▸ **MATERIAL SHOWN**:
#####

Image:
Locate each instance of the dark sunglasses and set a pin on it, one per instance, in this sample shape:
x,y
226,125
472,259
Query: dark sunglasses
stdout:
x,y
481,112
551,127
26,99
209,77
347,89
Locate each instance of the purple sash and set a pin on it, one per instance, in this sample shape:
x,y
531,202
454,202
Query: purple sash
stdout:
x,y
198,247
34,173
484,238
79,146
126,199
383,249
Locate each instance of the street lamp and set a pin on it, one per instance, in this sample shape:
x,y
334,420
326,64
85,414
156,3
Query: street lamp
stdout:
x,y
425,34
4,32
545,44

#####

▸ **TASK TO COMPLETE**: Copy out, word for word, the stretch of the records from the line containing "Locate each instance of the street" through the end of the records.

▸ **SOLUTION TO THIS TASK**:
Locate each instance of the street lamp and set a pin on it, one per instance, in this sample shape:
x,y
334,420
326,64
85,414
156,3
Query: street lamp
stdout:
x,y
425,34
4,32
545,44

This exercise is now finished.